GIVEN TEXT =>
────────────────
# Frost damage to shower mixer tap - where can I buy?



## GHN (Sep 12, 2008)

Autocruise Starfire 2006 - pre Swift. Due to the extreme weather conditions and me foregetting to leave the tap open, the plastic assembly inside the shower mixer tap is cracked and leaking. Swift gave the usual unhelpful response - any ideas where I can buy this item :roll:


----------



## Rainbow-Chasers (Sep 2, 2008)

there are some dealers on here you could PM, like Johnscross, who may be able to post you a part. Other than that, you can find such online, or ebay.

Best tip for shower mixers are to leave the taps open, and remove the shower head (don't lose the washer!)


----------



## Rapide561 (Oct 1, 2005)

*Autocruise*

Hi

I wonder if www.olearymotorhomes.co.uk or www.leisureshopdirect.co.uk could help.

Russell


----------



## Lambo (Oct 9, 2006)

Hi, most taps and spares are readily available from caravan assessory shops, cheers, Paul.


----------



## gromett (May 9, 2005)

http://www.magnummotorhomes.co.uk/ have a very very large stock of parts. I am doing a self build and am relying on them for most of the parts. It probably won't be on their website but they are very helpful and a quick phone call should source your tap at a very good price.

Karl


----------
────────────────
EXERCISE 1 => Can you write out the part of the shower mixer tap thread starting with "Autocruise Starfire 2006" and going on through "online, or ebay."?

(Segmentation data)
────────────────
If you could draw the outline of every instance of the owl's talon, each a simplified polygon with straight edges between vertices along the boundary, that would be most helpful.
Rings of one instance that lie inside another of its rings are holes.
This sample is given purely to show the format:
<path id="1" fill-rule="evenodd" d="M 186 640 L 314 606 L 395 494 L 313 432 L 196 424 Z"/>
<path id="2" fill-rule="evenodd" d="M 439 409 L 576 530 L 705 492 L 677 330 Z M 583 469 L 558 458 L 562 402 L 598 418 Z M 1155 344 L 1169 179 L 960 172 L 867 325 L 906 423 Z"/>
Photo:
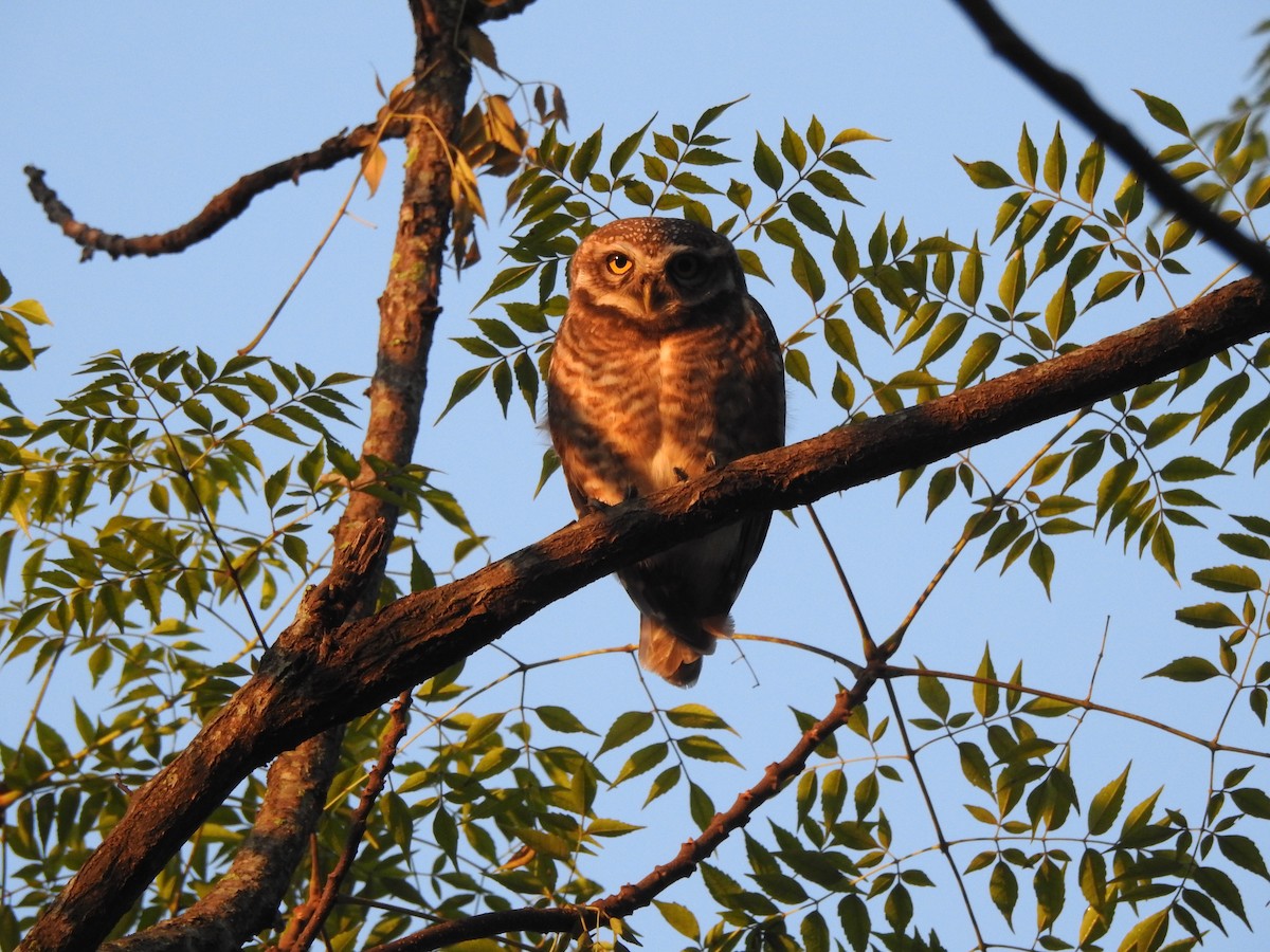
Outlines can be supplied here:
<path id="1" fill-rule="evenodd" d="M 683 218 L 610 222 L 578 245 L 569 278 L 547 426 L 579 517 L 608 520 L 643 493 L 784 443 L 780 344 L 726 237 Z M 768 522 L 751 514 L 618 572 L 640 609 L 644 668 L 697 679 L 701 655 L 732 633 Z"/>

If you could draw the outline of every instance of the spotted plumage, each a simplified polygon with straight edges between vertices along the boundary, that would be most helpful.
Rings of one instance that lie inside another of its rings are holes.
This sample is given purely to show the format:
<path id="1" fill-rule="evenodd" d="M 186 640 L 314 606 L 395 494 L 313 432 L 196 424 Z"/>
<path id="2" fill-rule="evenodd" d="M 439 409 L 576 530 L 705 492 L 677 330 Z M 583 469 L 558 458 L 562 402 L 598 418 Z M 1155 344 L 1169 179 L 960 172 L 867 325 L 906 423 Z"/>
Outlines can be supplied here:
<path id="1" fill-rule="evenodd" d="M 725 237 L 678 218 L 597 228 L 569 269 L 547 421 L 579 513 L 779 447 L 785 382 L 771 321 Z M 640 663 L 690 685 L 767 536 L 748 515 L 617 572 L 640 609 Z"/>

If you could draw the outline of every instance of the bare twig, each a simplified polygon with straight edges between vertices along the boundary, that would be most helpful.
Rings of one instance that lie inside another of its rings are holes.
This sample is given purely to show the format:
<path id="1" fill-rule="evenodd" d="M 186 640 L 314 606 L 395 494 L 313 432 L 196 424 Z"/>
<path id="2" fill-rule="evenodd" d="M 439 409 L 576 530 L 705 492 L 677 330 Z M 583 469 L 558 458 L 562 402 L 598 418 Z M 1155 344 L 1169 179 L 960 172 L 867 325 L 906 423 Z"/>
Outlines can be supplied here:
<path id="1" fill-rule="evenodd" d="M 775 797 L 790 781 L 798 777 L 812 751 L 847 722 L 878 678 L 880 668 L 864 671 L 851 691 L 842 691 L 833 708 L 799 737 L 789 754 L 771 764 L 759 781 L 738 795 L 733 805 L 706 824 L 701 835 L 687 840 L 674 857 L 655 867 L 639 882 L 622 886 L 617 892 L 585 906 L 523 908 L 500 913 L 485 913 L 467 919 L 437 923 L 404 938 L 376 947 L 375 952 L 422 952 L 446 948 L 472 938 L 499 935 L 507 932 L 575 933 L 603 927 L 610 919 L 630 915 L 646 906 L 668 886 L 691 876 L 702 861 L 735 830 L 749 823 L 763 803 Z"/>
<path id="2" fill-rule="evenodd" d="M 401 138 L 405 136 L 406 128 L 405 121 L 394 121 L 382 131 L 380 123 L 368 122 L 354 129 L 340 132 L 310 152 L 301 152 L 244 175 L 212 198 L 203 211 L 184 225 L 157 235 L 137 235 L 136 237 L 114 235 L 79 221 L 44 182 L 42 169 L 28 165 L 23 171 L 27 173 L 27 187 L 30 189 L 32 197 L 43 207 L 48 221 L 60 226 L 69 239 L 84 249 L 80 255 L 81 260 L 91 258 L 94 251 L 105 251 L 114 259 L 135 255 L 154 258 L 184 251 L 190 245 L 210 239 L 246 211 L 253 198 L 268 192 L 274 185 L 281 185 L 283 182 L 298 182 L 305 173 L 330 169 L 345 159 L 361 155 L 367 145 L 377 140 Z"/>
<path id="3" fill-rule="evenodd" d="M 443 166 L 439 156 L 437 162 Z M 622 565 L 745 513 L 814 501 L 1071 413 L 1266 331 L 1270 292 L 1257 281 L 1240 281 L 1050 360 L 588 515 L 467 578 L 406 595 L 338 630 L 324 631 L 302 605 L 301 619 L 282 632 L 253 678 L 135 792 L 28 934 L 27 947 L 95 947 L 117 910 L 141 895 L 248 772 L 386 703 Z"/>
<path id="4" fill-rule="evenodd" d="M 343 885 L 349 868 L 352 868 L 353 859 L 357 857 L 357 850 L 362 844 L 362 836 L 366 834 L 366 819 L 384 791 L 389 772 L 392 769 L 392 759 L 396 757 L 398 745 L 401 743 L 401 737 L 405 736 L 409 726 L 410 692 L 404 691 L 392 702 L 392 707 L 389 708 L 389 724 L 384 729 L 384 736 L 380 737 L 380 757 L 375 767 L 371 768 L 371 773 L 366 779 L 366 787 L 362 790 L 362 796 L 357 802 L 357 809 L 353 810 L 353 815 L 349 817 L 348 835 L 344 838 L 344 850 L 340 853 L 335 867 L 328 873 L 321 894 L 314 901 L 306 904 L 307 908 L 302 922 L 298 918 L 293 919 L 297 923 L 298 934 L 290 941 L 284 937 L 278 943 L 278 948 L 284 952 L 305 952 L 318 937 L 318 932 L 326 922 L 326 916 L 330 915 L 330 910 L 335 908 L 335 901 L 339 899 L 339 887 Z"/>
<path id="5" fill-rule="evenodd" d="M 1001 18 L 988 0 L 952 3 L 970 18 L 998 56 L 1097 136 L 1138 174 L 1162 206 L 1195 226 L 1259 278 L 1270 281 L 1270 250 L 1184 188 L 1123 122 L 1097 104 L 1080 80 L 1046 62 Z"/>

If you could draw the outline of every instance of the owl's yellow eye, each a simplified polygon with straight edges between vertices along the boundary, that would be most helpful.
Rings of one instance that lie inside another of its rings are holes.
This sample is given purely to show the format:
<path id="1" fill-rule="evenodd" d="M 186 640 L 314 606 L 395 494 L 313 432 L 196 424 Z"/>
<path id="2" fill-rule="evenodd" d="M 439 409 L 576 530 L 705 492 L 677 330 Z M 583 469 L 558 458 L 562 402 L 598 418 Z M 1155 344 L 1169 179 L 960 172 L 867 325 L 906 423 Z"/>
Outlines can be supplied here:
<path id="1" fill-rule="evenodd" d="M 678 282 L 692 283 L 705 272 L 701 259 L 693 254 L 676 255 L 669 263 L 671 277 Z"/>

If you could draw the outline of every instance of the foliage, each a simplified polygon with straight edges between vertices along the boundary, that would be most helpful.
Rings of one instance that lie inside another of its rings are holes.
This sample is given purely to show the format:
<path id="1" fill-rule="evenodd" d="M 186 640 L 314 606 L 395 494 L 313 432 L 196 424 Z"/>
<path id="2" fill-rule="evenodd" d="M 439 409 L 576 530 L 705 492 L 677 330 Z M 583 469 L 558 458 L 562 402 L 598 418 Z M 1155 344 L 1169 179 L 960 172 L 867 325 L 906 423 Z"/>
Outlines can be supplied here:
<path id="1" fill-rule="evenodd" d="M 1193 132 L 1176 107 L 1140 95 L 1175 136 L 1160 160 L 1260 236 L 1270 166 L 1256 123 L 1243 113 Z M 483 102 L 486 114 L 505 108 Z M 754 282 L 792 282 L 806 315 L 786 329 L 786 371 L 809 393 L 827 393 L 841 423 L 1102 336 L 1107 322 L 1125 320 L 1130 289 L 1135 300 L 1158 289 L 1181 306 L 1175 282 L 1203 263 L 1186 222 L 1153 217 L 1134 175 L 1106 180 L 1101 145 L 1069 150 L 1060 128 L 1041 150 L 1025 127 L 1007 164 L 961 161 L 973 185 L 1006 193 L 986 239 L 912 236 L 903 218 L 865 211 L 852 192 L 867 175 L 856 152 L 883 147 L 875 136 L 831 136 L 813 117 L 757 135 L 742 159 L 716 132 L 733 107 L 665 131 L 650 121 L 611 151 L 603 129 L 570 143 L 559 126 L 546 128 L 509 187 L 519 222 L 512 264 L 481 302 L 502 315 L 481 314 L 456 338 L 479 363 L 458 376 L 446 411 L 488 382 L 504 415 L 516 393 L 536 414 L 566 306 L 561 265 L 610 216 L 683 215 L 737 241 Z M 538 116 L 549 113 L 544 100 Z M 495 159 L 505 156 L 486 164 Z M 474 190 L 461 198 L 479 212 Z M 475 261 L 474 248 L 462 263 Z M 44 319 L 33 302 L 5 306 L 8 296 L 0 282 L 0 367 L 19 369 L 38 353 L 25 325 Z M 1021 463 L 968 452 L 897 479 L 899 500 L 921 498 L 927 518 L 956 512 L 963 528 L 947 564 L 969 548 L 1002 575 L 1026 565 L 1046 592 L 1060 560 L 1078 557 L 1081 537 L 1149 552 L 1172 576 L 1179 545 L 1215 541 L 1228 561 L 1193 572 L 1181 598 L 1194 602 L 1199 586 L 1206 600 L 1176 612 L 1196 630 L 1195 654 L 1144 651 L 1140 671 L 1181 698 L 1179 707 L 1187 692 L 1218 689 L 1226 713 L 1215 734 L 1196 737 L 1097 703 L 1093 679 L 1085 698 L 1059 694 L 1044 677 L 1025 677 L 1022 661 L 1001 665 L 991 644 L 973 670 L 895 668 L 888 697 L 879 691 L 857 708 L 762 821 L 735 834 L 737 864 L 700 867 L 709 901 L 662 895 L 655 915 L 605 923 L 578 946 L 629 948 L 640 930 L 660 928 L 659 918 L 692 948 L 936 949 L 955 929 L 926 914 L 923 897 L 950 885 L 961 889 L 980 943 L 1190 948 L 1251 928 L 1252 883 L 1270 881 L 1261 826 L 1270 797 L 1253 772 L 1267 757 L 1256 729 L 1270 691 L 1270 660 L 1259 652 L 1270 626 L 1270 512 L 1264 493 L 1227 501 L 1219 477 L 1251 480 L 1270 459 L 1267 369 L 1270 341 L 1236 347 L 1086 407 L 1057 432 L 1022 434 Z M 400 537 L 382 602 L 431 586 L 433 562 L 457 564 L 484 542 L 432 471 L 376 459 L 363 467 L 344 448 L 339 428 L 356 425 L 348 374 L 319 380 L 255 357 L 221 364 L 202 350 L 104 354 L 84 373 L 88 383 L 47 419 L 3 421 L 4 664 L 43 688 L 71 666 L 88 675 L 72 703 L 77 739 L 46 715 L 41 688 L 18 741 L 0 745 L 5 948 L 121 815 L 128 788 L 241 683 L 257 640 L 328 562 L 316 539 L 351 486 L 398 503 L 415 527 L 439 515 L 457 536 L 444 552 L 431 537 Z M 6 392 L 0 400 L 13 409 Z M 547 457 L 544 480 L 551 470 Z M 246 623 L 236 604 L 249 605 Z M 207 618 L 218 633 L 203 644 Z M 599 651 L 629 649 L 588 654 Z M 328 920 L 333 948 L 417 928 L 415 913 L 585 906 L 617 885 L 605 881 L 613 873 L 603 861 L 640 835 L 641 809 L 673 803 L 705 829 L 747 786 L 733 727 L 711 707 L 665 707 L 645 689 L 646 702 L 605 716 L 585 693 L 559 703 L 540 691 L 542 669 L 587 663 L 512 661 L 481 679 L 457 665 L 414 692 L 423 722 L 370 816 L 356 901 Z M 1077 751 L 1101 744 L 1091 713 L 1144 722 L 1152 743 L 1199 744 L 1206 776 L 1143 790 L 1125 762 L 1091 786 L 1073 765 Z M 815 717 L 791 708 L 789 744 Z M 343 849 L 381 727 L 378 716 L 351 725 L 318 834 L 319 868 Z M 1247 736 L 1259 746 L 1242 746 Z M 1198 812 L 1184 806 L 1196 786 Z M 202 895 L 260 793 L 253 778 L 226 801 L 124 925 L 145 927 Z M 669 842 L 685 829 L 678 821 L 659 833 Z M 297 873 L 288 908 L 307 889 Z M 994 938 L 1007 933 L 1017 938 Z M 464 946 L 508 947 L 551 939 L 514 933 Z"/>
────────────────
EXERCISE 2 => Could you convert the segmentation data rows, starting with the line with "of the spotted" and going on through the line with "725 237 L 678", into a two-column CSV with the columns input and output? Put each row's wording in the input field and its answer in the output field, quote every field, and replace line breaks with spaces.

FULL OUTPUT 1 =>
Autocruise Starfire 2006 - pre Swift. Due to the extreme weather conditions and me foregetting to leave the tap open, the plastic assembly inside the shower mixer tap is cracked and leaking. Swift gave the usual unhelpful response - any ideas where I can buy this item :roll:


----------



## Rainbow-Chasers (Sep 2, 2008)

there are some dealers on here you could PM, like Johnscross, who may be able to post you a part. Other than that, you can find such online, or ebay.

FULL OUTPUT 2 =>
input,output
"If you could draw the outline of every instance of the spotted plumage, each a simplified polygon with straight edges between vertices along the boundary, that would be most helpful. Rings of one instance that lie inside another of its rings are holes. This sample is given purely to show the format: <path id=""1"" fill-rule=""evenodd"" d=""M 186 640 L 314 606 L 395 494 L 313 432 L 196 424 Z""/> <path id=""2"" fill-rule=""evenodd"" d=""M 439 409 L 576 530 L 705 492 L 677 330 Z M 583 469 L 558 458 L 562 402 L 598 418 Z M 1155 344 L 1169 179 L 960 172 L 867 325 L 906 423 Z""/> Outlines can be supplied here:","<path id=""1"" fill-rule=""evenodd"" d=""M 725 237 L 678 218 L 597 228 L 569 269 L 547 421 L 579 513 L 779 447 L 785 382 L 771 321 Z M 640 663 L 690 685 L 767 536 L 748 515 L 617 572 L 640 609 Z""/>"